[<prev] [next>] [<thread-prev] [thread-next>] [day] [month] [year] [list]
Message-ID: <0f038010-ed83-55bb-70a5-24f5c6d68666@gmail.com>
Date: Wed, 12 Oct 2022 16:57:53 -0700
From: Doug Berger <opendmb@...il.com>
To: David Hildenbrand <david@...hat.com>,
Andrew Morton <akpm@...ux-foundation.org>
Cc: Jonathan Corbet <corbet@....net>, Mike Rapoport <rppt@...nel.org>,
Borislav Petkov <bp@...e.de>,
"Paul E. McKenney" <paulmck@...nel.org>,
Neeraj Upadhyay <quic_neeraju@...cinc.com>,
Randy Dunlap <rdunlap@...radead.org>,
Damien Le Moal <damien.lemoal@...nsource.wdc.com>,
Muchun Song <songmuchun@...edance.com>,
KOSAKI Motohiro <kosaki.motohiro@...fujitsu.com>,
Mel Gorman <mgorman@...e.de>,
Mike Kravetz <mike.kravetz@...cle.com>,
Florian Fainelli <f.fainelli@...il.com>,
Oscar Salvador <osalvador@...e.de>,
Michal Hocko <mhocko@...e.com>,
Joonsoo Kim <iamjoonsoo.kim@....com>,
linux-doc@...r.kernel.org, linux-kernel@...r.kernel.org,
linux-mm@...ck.org
Subject: Re: [PATCH v2 2/9] mm/vmstat: show start_pfn when zone spans pages
On 10/5/2022 11:09 AM, David Hildenbrand wrote:
> On 01.10.22 03:28, Doug Berger wrote:
>> On 9/29/2022 1:15 AM, David Hildenbrand wrote:
>>> On 29.09.22 00:32, Doug Berger wrote:
>>>> A zone that overlaps with another zone may span a range of pages
>>>> that are not present. In this case, displaying the start_pfn of
>>>> the zone allows the zone page range to be identified.

#### Required tasks:
a) Summarize the patch discussion message in two sentences.
b) Carry the patch discussion message forward from its last quoted line.
The data that comes after this plays no role in the work on the patch discussion message.

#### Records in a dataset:

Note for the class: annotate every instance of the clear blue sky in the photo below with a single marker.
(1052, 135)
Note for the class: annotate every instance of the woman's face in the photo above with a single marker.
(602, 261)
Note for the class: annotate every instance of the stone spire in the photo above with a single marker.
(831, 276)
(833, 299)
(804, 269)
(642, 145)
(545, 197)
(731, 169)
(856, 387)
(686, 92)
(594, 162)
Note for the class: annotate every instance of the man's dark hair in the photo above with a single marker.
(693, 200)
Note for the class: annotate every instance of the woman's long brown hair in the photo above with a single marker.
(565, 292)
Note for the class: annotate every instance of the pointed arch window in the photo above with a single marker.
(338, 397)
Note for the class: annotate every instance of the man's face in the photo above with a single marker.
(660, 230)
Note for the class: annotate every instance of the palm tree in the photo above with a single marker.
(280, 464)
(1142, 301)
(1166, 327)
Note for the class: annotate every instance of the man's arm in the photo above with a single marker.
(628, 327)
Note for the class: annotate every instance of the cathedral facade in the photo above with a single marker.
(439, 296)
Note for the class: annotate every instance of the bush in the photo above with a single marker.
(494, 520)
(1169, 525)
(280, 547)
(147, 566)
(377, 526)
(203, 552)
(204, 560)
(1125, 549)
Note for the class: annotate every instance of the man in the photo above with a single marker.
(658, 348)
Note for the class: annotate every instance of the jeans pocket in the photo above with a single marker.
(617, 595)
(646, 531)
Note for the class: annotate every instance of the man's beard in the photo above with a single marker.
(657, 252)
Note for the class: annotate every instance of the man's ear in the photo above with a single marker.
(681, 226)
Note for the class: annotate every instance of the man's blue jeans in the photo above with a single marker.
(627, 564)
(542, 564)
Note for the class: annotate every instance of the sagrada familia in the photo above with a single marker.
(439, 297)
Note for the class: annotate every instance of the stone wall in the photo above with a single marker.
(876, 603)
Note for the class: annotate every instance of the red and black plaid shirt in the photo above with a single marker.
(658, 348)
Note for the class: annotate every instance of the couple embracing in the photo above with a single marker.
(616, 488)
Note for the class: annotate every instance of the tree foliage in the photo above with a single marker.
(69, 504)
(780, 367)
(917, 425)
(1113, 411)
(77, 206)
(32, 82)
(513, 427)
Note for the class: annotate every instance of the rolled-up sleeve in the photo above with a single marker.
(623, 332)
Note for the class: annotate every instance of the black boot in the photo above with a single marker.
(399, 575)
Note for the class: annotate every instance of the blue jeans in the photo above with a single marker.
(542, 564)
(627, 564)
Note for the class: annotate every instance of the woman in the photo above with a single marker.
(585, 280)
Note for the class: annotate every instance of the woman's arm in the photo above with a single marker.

#### The responses:
a) Doug Berger sent this message on Wed, 12 Oct 2022 to David Hildenbrand and Andrew Morton, replying in the thread "[PATCH v2 2/9] mm/vmstat: show start_pfn when zone spans pages." The quoted patch text says that a zone overlapping another zone may span a range of pages that are not present, and that displaying the zone's start_pfn then allows its page range to be identified.

b)
>>>>
>>>
>>> I don't understand the intention here.
>>>
>>> "/* If unpopulated, no other information is useful */"
>>>
>>> Why would the start pfn be of any use here?
>>>
>>> What is the user visible impact without that change?
>> Yes, this is very subtle. I only caught it while testing some
>> pathological cases.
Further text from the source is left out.